*The data:*
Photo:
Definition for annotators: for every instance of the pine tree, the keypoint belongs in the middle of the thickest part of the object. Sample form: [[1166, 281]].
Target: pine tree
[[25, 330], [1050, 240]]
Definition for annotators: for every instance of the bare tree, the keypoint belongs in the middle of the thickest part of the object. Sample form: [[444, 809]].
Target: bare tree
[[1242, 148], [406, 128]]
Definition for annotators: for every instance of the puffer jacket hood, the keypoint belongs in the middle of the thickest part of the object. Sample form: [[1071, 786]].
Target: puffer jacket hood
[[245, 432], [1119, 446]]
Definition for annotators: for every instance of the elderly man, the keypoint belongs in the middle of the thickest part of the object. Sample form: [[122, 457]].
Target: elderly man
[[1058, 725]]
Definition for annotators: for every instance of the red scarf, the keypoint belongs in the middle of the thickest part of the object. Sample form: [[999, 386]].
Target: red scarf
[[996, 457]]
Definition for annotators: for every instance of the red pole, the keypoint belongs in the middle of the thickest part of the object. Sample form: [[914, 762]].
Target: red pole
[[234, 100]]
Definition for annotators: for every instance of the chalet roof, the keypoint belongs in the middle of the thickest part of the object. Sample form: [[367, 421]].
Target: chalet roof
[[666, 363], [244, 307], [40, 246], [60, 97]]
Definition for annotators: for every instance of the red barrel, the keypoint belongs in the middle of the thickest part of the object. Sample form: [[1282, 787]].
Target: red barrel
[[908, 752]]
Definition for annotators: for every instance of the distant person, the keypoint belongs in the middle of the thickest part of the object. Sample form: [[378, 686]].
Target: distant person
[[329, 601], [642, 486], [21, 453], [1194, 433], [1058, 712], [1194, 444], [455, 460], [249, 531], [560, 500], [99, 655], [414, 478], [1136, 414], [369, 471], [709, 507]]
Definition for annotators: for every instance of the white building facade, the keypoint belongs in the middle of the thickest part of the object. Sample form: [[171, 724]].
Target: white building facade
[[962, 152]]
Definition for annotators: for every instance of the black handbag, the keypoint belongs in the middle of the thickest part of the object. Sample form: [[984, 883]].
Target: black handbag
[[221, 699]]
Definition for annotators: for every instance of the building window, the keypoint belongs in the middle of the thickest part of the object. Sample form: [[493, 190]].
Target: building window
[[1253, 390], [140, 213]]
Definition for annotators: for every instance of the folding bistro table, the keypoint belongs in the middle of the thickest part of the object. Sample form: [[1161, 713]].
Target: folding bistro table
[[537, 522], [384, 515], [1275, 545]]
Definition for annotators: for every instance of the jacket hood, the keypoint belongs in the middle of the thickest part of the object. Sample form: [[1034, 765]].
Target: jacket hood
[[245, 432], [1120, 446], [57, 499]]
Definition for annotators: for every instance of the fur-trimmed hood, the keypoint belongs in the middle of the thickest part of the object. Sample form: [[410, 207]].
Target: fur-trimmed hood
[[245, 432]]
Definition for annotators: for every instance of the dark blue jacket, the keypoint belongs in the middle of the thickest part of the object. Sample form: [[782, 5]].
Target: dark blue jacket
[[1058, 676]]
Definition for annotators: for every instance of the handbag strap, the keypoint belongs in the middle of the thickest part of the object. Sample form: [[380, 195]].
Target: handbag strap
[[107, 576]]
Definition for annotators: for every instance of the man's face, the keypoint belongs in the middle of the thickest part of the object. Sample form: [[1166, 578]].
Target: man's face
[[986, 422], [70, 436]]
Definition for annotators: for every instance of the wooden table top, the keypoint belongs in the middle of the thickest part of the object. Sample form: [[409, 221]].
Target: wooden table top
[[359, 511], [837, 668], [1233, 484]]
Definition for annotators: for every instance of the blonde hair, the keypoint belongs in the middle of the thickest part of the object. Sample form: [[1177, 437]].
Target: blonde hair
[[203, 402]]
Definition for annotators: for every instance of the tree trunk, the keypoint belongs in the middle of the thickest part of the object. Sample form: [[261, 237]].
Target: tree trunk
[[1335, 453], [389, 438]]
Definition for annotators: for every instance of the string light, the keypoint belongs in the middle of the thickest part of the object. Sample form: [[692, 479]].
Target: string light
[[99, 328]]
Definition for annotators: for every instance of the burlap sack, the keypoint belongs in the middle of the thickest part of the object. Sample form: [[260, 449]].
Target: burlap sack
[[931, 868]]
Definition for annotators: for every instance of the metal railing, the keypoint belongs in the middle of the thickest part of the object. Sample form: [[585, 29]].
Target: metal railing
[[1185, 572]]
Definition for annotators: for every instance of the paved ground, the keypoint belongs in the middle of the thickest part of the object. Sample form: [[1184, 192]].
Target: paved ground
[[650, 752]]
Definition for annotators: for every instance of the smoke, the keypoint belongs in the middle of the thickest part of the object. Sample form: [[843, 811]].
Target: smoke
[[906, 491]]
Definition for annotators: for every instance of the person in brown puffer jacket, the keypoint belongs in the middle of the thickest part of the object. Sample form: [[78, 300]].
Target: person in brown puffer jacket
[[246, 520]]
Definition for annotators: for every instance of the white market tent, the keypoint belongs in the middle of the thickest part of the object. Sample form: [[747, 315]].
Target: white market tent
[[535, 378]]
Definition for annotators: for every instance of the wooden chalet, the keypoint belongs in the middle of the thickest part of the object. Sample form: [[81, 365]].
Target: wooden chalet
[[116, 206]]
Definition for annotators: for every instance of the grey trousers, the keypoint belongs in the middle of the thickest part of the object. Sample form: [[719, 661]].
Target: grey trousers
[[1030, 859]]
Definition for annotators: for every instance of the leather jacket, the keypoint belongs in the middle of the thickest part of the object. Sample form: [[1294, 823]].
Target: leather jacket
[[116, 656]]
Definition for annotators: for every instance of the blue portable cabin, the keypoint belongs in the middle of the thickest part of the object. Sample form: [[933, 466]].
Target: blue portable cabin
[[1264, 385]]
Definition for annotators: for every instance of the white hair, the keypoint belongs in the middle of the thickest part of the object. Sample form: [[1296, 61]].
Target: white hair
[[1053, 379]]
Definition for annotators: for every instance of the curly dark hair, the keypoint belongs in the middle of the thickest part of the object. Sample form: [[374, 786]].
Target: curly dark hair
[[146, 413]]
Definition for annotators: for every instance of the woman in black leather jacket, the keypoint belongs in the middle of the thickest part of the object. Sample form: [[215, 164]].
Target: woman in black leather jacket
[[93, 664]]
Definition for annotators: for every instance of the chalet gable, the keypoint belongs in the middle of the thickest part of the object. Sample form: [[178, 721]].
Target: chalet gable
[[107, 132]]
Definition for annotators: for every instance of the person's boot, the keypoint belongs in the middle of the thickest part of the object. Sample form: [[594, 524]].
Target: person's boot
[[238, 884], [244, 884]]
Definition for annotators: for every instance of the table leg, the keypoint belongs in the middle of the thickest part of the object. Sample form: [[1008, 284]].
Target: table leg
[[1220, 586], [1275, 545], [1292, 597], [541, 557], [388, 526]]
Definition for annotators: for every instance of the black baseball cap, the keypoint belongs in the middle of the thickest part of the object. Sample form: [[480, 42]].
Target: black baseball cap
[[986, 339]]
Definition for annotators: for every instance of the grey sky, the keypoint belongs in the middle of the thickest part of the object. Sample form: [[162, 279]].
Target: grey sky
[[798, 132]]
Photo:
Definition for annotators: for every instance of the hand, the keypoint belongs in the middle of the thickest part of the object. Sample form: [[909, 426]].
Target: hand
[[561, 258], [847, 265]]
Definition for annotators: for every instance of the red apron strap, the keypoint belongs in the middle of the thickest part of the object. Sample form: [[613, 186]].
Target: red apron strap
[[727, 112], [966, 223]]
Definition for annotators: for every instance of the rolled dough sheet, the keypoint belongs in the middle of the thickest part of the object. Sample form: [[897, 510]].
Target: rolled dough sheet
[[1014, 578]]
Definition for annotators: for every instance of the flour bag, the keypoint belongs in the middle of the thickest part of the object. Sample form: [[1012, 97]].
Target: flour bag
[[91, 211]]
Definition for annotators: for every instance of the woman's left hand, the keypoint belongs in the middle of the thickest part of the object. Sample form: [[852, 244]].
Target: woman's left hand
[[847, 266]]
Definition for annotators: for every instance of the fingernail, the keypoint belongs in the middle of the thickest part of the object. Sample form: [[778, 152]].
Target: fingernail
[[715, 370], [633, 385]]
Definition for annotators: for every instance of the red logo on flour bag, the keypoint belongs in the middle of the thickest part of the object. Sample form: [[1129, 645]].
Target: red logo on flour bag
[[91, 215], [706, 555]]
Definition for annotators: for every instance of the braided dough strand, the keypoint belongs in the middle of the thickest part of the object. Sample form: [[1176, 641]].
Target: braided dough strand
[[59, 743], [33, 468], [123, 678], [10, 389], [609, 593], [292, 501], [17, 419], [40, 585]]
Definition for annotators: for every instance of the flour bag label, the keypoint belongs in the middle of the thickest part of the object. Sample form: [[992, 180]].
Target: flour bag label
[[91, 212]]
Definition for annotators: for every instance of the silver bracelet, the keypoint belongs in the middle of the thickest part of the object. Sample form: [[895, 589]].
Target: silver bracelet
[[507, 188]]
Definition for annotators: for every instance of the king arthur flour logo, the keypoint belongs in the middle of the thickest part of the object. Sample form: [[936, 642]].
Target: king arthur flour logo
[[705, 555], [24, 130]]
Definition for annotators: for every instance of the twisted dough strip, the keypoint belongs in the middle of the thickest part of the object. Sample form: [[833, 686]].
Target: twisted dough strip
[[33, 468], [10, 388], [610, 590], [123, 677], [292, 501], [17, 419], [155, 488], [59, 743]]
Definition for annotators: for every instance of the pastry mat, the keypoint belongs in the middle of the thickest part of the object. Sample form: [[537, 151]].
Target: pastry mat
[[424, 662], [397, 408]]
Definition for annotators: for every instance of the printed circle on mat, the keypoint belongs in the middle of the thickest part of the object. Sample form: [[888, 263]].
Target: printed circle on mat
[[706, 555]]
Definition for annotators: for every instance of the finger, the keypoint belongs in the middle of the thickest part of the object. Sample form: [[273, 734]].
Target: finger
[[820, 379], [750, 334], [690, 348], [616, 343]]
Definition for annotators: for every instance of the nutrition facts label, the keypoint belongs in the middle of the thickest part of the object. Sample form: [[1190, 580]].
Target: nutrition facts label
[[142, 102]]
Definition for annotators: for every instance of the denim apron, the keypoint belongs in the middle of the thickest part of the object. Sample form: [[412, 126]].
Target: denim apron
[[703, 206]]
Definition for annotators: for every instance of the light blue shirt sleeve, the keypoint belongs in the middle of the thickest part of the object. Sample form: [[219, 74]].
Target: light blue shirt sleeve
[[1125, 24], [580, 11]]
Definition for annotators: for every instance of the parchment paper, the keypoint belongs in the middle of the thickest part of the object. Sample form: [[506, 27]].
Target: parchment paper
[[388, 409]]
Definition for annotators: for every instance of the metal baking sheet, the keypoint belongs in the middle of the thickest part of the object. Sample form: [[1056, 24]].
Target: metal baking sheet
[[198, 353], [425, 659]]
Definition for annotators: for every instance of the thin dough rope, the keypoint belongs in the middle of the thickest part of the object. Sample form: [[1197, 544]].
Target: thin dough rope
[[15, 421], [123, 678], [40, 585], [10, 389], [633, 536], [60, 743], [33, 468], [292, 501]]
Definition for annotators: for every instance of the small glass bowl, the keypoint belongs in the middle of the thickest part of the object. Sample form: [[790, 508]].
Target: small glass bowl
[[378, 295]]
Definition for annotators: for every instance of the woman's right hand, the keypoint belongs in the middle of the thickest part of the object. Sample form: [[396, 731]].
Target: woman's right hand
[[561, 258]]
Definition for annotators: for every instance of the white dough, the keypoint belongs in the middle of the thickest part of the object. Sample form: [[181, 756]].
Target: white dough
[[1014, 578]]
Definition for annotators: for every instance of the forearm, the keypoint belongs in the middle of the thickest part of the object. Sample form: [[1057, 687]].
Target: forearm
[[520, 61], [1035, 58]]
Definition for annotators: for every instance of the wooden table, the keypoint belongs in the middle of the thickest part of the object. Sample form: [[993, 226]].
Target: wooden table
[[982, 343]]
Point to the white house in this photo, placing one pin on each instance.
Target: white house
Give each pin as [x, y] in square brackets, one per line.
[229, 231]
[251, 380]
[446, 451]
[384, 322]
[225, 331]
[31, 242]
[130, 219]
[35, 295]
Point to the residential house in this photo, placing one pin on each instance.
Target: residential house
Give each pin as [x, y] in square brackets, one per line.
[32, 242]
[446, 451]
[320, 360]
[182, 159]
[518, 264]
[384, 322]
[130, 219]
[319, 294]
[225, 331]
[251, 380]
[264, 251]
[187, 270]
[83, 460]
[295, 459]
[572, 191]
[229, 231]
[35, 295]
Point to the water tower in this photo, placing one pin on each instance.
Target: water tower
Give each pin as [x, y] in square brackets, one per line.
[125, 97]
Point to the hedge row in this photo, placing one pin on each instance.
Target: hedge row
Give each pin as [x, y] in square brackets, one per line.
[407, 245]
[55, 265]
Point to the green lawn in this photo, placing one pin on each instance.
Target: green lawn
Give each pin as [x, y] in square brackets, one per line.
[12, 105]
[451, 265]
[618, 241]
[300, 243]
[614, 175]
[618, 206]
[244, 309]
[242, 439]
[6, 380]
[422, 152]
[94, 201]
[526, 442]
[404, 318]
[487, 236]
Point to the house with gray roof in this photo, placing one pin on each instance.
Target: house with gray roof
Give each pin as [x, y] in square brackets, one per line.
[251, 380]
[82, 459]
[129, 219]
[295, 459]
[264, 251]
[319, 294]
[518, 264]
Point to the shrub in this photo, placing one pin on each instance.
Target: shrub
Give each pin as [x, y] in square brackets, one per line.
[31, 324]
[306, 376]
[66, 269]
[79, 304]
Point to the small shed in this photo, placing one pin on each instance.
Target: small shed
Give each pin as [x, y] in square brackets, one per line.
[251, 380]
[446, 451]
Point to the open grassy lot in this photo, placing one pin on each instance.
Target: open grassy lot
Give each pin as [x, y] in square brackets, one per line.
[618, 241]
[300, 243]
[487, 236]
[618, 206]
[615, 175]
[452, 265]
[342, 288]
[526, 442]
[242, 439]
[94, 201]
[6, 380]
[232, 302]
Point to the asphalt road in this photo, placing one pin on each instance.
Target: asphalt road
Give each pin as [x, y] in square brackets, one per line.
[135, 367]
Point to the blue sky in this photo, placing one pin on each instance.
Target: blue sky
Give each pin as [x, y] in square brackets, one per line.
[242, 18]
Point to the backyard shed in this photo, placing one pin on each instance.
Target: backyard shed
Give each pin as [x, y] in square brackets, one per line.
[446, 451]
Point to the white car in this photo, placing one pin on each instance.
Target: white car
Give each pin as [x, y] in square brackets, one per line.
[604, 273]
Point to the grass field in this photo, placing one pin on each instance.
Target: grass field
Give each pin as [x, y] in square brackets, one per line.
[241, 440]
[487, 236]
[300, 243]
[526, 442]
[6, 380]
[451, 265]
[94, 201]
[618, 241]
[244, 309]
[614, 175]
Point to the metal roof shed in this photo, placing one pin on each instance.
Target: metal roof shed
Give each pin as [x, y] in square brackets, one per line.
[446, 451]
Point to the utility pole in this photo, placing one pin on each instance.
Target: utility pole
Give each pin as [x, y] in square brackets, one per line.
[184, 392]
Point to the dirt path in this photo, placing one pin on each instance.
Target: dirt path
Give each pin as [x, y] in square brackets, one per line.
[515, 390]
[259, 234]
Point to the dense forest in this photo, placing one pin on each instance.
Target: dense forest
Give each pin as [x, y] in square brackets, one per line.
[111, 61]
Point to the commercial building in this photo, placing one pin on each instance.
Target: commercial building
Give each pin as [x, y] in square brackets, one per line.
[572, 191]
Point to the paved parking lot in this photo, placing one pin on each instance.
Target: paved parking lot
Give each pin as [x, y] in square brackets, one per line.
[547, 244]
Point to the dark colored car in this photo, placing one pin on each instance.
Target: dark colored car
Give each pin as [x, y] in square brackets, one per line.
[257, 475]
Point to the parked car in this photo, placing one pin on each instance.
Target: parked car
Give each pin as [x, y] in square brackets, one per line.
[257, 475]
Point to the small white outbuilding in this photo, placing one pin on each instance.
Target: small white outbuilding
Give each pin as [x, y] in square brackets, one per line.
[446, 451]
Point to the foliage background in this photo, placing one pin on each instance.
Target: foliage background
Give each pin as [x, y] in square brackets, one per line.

*What to produce:*
To answer, copy each line from the material above that has the word "hedge".

*Answer for this exercise:*
Point to the hedge row in this photo, placing one pin on each instance.
Target: hedge row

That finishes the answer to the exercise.